• **Exercise prompt**: Copy out every one of the records below word for word, leaving out the pictures.

• **Data supplied**:
________________

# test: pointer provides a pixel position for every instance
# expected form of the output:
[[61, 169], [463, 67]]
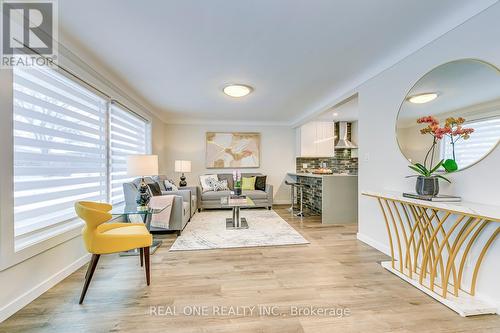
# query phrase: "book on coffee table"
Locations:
[[437, 198]]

________________

• **The result**:
# test: pointer provides a pixel position for every instance
# expected form of the output:
[[61, 169], [463, 67]]
# query phrase: "book on coffee table"
Locations:
[[437, 198]]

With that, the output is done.